▶ THE TASK
A word-for-word copy of the entries is needed, and it should contain no images.

** Opening EXERCISE DATA block **

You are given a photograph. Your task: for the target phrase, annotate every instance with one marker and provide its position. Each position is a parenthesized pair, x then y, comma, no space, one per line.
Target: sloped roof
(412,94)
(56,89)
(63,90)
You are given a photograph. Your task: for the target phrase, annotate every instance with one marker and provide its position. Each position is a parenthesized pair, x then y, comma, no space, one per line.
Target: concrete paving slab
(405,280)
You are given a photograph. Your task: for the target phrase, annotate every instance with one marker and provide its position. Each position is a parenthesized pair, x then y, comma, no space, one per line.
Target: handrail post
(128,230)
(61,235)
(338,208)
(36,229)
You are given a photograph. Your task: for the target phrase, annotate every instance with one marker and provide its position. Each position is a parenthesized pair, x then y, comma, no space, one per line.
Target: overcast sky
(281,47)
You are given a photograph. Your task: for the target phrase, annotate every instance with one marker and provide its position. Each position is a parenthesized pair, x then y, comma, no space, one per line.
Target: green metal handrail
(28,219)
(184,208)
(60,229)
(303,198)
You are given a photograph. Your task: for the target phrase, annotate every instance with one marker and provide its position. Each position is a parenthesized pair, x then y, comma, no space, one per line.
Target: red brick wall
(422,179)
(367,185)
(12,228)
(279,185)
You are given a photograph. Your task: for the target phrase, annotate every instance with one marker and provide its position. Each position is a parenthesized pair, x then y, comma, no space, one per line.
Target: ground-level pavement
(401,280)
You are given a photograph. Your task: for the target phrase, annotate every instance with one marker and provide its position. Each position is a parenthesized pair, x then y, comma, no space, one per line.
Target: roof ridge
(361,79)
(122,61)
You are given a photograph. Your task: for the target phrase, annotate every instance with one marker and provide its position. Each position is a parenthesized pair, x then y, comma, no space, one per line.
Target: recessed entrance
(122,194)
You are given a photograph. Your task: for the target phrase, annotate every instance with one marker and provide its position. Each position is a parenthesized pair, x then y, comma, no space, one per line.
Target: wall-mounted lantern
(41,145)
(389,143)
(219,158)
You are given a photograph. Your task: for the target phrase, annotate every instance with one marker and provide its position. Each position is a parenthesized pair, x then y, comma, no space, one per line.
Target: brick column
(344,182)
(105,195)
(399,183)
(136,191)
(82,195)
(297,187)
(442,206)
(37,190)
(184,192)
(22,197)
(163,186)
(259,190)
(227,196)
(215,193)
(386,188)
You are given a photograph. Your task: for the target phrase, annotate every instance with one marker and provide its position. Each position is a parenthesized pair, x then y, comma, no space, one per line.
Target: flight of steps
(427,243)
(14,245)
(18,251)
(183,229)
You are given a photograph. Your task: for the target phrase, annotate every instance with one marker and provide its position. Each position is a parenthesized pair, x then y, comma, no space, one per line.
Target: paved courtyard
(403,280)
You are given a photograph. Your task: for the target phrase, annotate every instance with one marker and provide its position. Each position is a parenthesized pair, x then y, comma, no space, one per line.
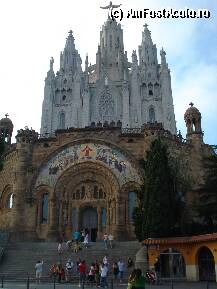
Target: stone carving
(112,158)
(26,135)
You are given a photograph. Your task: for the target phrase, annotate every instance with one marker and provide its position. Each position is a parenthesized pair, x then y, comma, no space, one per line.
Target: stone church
(82,170)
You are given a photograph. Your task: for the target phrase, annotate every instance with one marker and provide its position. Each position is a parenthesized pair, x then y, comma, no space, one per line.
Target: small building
(193,258)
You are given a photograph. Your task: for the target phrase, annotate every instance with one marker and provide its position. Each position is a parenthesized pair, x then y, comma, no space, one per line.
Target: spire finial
(51,63)
(145,26)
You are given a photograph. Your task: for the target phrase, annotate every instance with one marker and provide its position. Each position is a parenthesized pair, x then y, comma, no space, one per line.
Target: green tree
(159,210)
(206,205)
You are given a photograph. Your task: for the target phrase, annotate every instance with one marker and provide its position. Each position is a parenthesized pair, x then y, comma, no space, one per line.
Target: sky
(31,31)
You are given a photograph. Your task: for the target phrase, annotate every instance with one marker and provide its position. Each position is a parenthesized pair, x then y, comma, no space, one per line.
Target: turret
(6,129)
(192,119)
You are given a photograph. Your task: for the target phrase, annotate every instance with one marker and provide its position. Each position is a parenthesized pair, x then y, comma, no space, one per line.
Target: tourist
(131,279)
(97,274)
(54,271)
(129,262)
(82,273)
(111,240)
(105,240)
(82,235)
(115,270)
(139,280)
(103,276)
(121,269)
(86,240)
(91,274)
(38,271)
(105,260)
(69,270)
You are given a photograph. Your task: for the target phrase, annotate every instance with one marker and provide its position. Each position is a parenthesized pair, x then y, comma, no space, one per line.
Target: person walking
(111,240)
(69,270)
(121,269)
(103,276)
(82,273)
(105,240)
(38,271)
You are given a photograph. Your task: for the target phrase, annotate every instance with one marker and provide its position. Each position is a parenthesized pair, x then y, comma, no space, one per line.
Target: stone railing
(135,130)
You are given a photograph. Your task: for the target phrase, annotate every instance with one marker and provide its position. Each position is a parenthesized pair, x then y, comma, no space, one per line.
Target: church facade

** Closing EXERCISE DATA block **

▶ ANSWER TO THE PROBLEM
You are given a photograph. Your task: for the target phrase, annotate every instance with one marker and provide its position. Each position is a parenthesized pair, x then y, comma, no space, one per line.
Target: sloped roof
(412,94)
(56,89)
(63,90)
You are given a photograph. Your task: for the target phrase, annotate every instance with one marker and provide its position. Each position is a parenthesized pair, x then y, comma, no space, one per line.
Target: concrete paving slab
(405,280)
You are given a photograph. Your task: for the target phrase, annotate every instance with one marker and provide its position. Each position is a parenthesized pair, x then y, comma, no space, one per line.
Target: handrail post
(128,230)
(61,235)
(338,208)
(36,229)
You are given a photograph. Your task: for the target phrase, annotate every instance with one marker and provide its position. Each position is a parenthesized pair, x then y, comma, no space, one per line.
Target: overcast sky
(281,47)
You are given a photograph. Your task: for the target phrase, annotate every instance with one marker and provide its position. Each position is a parenthesized pair, x then y, comma, no space, one per line.
Target: green metal handrail
(28,219)
(184,208)
(60,229)
(303,198)
You are given a photograph. Your task: for the target phrase, annotate every instance with one marker and provide its position. Each position is a parenthesized pair, x then y, comma, no space, one per line.
Target: red brick wall
(422,179)
(367,185)
(12,228)
(279,185)
You are given a photograph. Your task: for the target phrase, annotate every instance with one marker and provide its position. Each position is a parenthesized pair, x then y, comma, no space, one per line.
Target: ground-level pavement
(401,280)
You are given a photograph. Your task: for the target phrase, annotate every instance with one marker and provide its position. Each position is a parenthesized pair, x then y, comma, no space, one per line.
Target: roof ridge
(361,79)
(122,61)
You are given a photograph. Your task: for the target phrase, annotate every instance with one marker and provide its position. Each position is a parenthesized pair, x then y, comma, no space, one per line.
Target: recessed entrance
(122,194)
You are given a photograph. Your task: for the target phrase, annotate every instance with one marker and provide its position. Each position is a parenthesized pair, x then y, comma, no space, one per line.
Target: wall-mounted lantern
(41,145)
(389,143)
(219,158)
You are given a photograph. Your task: for the target phrase, annotate every instance with one marker and provide its position. Each position is a parenthesized pair, x then y, comma, no space, one per line.
Target: brick column
(344,182)
(105,195)
(399,183)
(136,191)
(82,195)
(297,187)
(442,206)
(37,190)
(184,192)
(22,197)
(163,186)
(259,190)
(227,196)
(215,193)
(386,188)
You are given a photograph. Your task: for the target phrase, annotate every instance with one marker and provide its position. Each position is a parenthesized pair, x then y, comma, no space, one per line.
Target: flight of steps
(427,243)
(14,245)
(18,251)
(183,229)
You are given a photograph. Your task: for the target phrase, annotate every instance with one marker and provide its position. Each position is a parenthesized pair, x then y, comma, no space, one per line.
Target: paved courtyard
(403,280)
You are given a photograph. Your task: for the target phrase, annotate every instance with one marker and provide its position. Each position is a parenthesized pair, x then y, comma, no space, one per line.
Target: stone carving
(112,158)
(26,135)
You are given a photograph. Your task: for the target phrase, annotate every instance with one marker and provide its position. Each position is a parenthesized pair, x then y, comma, no space, one per line.
Target: stone church
(82,170)
You are given a photograph. Your task: for the target phrase, annotate every instance with one marker and provide its position. Each position is a parenthesized pair, x then y, comma, no space, one per line.
Target: small building
(193,258)
You are given a photograph. Your task: for the target phrase, annotate every instance with one marker and provide its position. Each position is a parenthesized pair, x then y, comma, no space, one per line.
Target: spire finial
(51,63)
(145,26)
You are given a photograph. Your task: for the target phrase, annotate every instance with one marker and provide its position. Each position is a parenthesized pair, x then y, comma, no space, one per line.
Target: green tree
(159,210)
(206,205)
You are given a photograph. Your task: for the target phrase, annotate every instance with one marker and provide its position. Each position is a parenthesized pair, x then y, comma, no space, one per line.
Target: sky
(31,31)
You are given a photograph. Your task: for the target phrase, annotate every instance with one marker and provide its position. Each position is a parenthesized pair, x then y, comma, no space, one per line.
Target: turret
(6,129)
(192,119)
You are given a photograph. Your task: for the target phrase, annotate every instance with one marker and provide its position. Each position is a parenthesized pair, x then y, comma, no space, one per line.
Target: tourist
(131,279)
(97,274)
(54,271)
(129,262)
(82,273)
(111,240)
(105,240)
(82,235)
(115,270)
(139,280)
(103,276)
(121,269)
(86,240)
(91,274)
(38,271)
(105,260)
(69,270)
You are given a photograph. Your task: for the target phrase, annotate every instance with one marker and provide its position. Each position is a parenthesized pair, x then y, comma, no space, one per line.
Target: person walking
(111,240)
(69,270)
(121,269)
(103,276)
(82,273)
(105,240)
(38,271)
You are given a photograph. Your task: for the target phrase, annotate every instance with one marker and provide its position. Each position is a parenthesized pair, x then y, comma, no space, one per line.
Target: stone railing
(135,130)
You are given a photograph. Your task: for the target phrase, annotate every instance with one marker and provide its position. Each position is a parenthesized pair, x then y, comma, no space, one per line.
Target: church facade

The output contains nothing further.